● **Tasks to perform**:
1 – According to the article on the UN/ESA remote-sensing program, researchers from which countries did the program begin bringing together in 1999?
2 – Pick up the article on the UN/ESA remote-sensing program after its final sentence and keep writing it.

::: Document :::

A joint programme established by the United Nations and the
European Space Agency (ESA) to teach advanced remote-sensing
technologies is paying off for Earth observation specialists
in Chile and other Latin American countries.
The UN/ESA Course Follow-up Programme, established in 1998, is
being coordinated by the UN’s Office for Outer Space Affairs
(OOSA) in Vienna, and ESA’s ESRIN facility in Frascati, Italy.
Its aim is to provide national institutions with follow-on
support for remote sensing applications in ongoing sustainable
development activities.
In 1999, the programme started to bring together government
and university researchers from Bolivia, Argentina and Chile
with ESA specialists for a series regional seminars and
pilot projects for training in various Earth observation
technologies. Much of the training centred on interferometric
techniques for synthetic aperture radar, combining two radar
images of the same spot of the Earth taken at different times
from slightly different angles and analysing the phase
differences.
The programme finished in June, but for Carlos Pattillo, the
project leader and director of Chile’s Centre for the Study
of Remote Sensing and Geographic Information Systems (CPR&SIG),
in Santiago, the training provided by ESA Earth scientists will
have a lasting regional impact: "The countries who participated
in the programme now have in-house technology to use
interferometry as a normal technique for other national
projects. More importantly, a group of professionals in these
countries has up-to-date knowledge to teach these technologies
to others."

::: Given data :::

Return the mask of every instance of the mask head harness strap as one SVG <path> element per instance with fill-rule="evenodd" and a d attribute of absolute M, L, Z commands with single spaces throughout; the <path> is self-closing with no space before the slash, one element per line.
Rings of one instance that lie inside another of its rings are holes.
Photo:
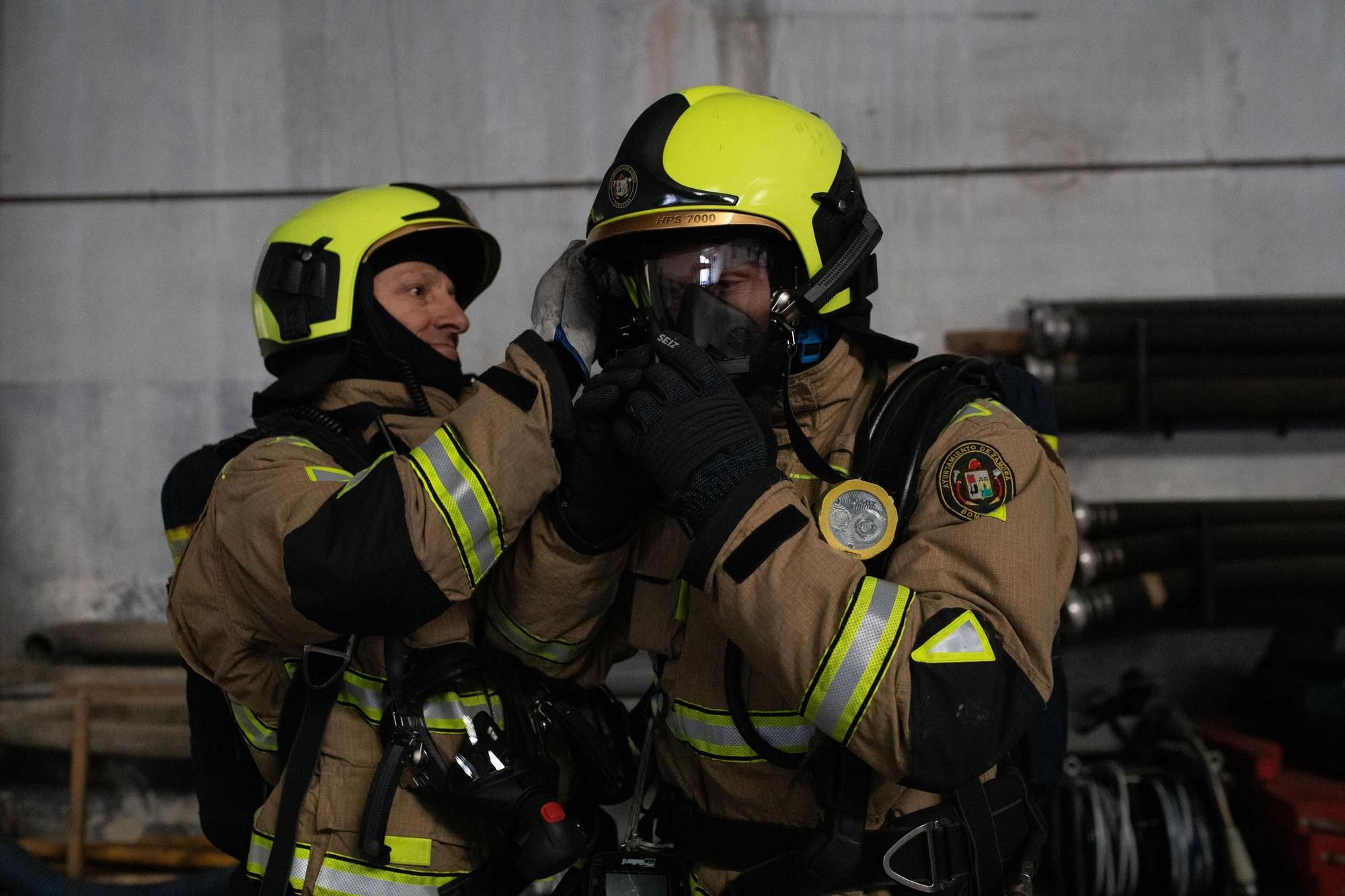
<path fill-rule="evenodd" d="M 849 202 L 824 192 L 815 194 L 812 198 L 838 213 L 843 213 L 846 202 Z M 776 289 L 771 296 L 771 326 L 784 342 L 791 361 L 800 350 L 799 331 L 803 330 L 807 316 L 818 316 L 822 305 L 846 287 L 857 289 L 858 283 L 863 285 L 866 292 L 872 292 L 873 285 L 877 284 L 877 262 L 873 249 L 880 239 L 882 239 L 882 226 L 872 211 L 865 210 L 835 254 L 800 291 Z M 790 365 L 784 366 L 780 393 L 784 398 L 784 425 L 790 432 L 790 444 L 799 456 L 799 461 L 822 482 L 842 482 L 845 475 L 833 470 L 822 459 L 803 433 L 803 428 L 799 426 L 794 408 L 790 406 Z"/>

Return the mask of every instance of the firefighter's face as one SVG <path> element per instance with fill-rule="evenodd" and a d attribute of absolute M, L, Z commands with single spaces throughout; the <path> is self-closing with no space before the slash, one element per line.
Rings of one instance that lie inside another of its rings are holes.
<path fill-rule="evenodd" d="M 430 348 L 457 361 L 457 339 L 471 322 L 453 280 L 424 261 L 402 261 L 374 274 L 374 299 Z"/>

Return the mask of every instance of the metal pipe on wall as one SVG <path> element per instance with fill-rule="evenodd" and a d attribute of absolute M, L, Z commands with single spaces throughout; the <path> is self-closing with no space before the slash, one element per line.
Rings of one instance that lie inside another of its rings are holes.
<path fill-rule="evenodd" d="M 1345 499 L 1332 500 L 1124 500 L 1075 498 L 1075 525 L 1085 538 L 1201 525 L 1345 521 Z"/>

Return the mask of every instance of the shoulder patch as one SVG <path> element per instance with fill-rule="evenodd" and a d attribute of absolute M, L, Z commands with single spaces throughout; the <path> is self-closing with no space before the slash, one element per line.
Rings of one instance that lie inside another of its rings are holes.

:::
::: Given data :::

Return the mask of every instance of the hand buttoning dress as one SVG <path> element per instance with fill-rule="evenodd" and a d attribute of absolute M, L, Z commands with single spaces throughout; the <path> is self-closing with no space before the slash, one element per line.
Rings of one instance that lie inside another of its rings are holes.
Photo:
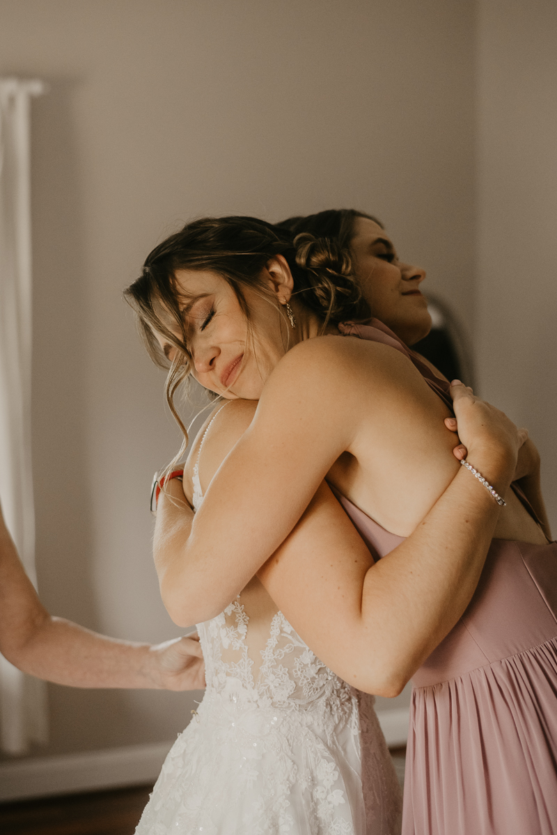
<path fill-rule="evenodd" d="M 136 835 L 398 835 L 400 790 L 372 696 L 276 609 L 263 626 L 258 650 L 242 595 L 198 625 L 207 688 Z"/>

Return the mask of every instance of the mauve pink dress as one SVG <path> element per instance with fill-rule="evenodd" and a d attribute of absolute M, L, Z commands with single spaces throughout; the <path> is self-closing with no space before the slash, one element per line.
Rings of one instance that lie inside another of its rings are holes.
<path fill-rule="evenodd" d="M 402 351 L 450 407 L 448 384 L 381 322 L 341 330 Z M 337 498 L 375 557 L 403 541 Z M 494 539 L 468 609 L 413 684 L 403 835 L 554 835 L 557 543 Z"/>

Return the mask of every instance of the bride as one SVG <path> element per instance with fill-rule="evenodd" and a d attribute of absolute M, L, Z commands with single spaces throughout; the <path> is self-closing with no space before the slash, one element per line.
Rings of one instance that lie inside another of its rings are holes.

:::

● **Task-by-task results**:
1 – Bolivia, Argentina and Chile

2 –
In Chile the training allowed the Antarctic Institute of Chile
(INACH) to start a facility for interferometry processing open
to scientists in the region who are interested in ice and
glacier studies. This takes advantage, Pattillo says, of an
agreement signed between ESA and the German Aerospace Centre
(DLR) for operations at Chile’s Bernardo O’Higgins Antarctic
Base. The base is a receiving station for data from ESA’s
ERS, the U.S. Landsat and Canada’s Radarsat programmes, and
supports German Antarctic research.
"The INACH facility is getting our permanent support to teach
scientists interested in using interferometry and to solve any
technical problems that they may encounter," Pattillo said.
University programme goes commercial
The Chilean company grew out of an academic programme at the
Catholic Pontifical University in Santiago. At the time the
UN/ESA programme was launched in Latin America, Pattillo was
helping to create an interdisciplinary programme dedicated to
the development of remote-sensing techniques and applications.
Without any computer hardware and software, private and
corporate support was solicited to get the program off the
ground in 1998. Since then, more than 30 theses have been
completed on remote sensing and GIS subjects. Five of those
were completed by students who were allowed to participate
from other universities.
The university programme also ran a series of technology-
transfer projects to help private companies and governmental
institutions implement the technologies being taught in the
classrooms. These projects were financed by interested
organization, and brought the university into closer contact
with ESA, France’s Aerospace Remote Sensing Development Group
and CNES, the French space agency.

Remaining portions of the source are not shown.